**WRITTEN PROBLEM:** Reproduce the listing below word for word, starting at its first line and ending with the line that contains "Trace the outline of every instance of the police officer.". Include both of those lines.

**Records from a segmentation dataset:**
#####

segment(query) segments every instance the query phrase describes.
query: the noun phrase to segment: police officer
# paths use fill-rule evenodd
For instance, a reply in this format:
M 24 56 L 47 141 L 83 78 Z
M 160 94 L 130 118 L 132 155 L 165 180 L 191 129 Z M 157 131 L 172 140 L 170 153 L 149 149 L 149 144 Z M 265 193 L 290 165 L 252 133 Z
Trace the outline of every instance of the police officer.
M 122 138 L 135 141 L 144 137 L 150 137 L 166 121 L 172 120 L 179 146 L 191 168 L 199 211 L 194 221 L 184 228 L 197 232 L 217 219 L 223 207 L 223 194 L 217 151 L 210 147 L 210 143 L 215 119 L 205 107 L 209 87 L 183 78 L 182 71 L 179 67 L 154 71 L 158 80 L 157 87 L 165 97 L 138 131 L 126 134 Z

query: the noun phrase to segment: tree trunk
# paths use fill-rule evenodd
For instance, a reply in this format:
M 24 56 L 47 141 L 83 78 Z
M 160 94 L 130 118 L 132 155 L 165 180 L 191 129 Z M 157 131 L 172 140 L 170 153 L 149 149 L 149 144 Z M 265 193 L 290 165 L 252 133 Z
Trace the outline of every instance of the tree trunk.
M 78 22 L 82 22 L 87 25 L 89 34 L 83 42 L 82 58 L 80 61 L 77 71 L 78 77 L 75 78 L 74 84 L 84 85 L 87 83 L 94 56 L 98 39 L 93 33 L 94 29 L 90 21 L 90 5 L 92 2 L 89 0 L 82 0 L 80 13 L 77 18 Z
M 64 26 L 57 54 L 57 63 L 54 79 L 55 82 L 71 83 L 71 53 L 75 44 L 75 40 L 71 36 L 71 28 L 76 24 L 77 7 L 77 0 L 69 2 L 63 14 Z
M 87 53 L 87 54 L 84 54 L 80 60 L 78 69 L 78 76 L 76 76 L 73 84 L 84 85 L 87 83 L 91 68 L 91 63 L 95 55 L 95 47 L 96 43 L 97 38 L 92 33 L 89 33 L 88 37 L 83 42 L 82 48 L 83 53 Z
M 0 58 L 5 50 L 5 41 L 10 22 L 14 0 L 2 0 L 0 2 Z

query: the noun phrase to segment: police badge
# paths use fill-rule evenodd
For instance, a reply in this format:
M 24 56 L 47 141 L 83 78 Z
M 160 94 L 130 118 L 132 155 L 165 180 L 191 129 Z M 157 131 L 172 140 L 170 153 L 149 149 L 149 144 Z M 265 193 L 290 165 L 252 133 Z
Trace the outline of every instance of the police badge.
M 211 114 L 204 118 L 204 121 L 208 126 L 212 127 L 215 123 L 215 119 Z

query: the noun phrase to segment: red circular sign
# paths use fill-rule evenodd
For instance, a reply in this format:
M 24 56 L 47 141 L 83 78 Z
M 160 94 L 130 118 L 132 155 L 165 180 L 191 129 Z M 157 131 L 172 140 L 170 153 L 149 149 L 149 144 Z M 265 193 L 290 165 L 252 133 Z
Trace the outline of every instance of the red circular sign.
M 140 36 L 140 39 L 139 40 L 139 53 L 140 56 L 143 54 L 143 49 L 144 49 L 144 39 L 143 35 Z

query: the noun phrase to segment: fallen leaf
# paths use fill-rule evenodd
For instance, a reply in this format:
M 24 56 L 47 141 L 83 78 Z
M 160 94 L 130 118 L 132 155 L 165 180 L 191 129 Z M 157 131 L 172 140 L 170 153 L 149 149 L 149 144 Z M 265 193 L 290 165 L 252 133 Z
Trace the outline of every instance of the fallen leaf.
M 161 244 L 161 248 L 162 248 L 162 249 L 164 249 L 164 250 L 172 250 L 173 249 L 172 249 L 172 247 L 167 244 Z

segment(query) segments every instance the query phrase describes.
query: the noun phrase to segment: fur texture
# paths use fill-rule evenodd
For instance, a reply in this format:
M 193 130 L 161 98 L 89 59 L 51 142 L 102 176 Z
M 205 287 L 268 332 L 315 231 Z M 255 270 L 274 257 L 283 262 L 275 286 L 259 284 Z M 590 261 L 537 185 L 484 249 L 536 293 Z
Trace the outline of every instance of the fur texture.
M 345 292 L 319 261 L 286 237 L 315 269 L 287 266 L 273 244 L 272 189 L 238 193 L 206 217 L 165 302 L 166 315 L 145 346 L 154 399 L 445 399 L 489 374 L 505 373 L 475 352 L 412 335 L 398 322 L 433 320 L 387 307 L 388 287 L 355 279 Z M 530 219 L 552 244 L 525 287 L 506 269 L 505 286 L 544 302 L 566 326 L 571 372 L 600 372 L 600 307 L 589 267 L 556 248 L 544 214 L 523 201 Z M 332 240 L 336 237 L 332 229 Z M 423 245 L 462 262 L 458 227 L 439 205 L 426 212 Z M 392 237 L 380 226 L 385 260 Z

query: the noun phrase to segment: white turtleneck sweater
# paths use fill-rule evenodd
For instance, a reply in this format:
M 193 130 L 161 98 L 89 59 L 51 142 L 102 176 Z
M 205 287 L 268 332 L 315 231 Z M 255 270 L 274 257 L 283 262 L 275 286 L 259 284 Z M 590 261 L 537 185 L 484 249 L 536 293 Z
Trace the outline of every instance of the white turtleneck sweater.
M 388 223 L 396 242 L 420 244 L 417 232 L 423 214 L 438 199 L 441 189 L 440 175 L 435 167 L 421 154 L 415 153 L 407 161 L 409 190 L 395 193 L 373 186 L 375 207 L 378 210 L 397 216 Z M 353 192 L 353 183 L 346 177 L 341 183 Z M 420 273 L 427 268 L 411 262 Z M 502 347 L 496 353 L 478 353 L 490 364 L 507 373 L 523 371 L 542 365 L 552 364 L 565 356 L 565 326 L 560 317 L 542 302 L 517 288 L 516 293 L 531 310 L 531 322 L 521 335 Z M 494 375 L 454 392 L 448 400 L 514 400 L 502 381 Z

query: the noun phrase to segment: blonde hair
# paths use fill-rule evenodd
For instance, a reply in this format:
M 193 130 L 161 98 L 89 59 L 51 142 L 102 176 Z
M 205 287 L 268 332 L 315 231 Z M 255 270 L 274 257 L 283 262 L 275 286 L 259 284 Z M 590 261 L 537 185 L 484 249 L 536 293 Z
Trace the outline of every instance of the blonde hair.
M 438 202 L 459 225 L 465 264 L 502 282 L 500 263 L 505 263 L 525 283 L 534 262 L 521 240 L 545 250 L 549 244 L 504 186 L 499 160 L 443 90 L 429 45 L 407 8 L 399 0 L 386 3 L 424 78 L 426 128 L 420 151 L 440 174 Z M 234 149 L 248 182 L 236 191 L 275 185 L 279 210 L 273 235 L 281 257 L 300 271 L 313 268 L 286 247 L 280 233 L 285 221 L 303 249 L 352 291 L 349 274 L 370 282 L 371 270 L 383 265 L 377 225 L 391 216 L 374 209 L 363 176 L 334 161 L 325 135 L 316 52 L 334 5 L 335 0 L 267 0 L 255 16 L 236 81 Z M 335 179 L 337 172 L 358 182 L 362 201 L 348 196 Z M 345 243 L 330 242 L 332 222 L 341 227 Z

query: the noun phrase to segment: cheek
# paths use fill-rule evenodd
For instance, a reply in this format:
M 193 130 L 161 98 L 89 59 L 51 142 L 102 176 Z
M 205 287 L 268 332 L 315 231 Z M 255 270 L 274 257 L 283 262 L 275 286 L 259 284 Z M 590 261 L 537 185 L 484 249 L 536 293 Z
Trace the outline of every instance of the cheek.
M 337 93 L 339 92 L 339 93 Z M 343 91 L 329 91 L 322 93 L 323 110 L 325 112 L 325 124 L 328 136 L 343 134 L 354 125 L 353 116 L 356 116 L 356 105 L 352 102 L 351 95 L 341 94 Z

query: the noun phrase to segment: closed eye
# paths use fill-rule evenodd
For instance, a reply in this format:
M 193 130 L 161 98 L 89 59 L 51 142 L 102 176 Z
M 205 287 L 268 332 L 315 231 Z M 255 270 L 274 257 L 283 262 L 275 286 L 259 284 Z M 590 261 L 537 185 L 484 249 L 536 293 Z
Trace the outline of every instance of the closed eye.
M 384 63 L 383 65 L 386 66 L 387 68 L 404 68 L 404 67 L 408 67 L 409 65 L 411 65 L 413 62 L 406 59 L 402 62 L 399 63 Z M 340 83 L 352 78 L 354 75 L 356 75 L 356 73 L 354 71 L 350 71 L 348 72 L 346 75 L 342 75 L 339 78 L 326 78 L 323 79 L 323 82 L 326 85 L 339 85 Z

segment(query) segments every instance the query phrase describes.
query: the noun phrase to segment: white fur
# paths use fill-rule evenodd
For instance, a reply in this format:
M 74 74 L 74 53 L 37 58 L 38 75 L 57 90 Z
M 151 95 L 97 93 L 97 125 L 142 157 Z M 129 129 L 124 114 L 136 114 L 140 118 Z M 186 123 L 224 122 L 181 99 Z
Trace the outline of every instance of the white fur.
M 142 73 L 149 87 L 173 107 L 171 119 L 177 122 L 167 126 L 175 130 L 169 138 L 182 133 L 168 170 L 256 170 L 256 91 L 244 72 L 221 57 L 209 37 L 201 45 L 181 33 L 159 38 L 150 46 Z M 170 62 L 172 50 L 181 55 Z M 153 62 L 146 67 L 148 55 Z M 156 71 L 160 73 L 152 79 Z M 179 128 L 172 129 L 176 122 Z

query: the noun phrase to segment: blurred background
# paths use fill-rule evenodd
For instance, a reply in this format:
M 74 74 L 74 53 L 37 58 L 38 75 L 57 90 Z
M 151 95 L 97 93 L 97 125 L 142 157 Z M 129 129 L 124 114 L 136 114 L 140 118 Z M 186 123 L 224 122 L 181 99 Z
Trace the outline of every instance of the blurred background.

#####

**SOLUTION TO THE EXERCISE:**
segment(query) segments every instance the query phrase describes.
query: the noun phrase to segment: police officer
# paths use fill-rule evenodd
For instance, a reply in this format:
M 24 56 L 47 141 L 83 78 Z
M 160 94 L 130 118 L 132 155 L 165 180 L 191 129 Z M 157 131 L 172 140 L 170 153 L 149 149 L 149 144 Z M 265 193 L 290 165 L 252 133 Z
Trace the outline of every instance of the police officer.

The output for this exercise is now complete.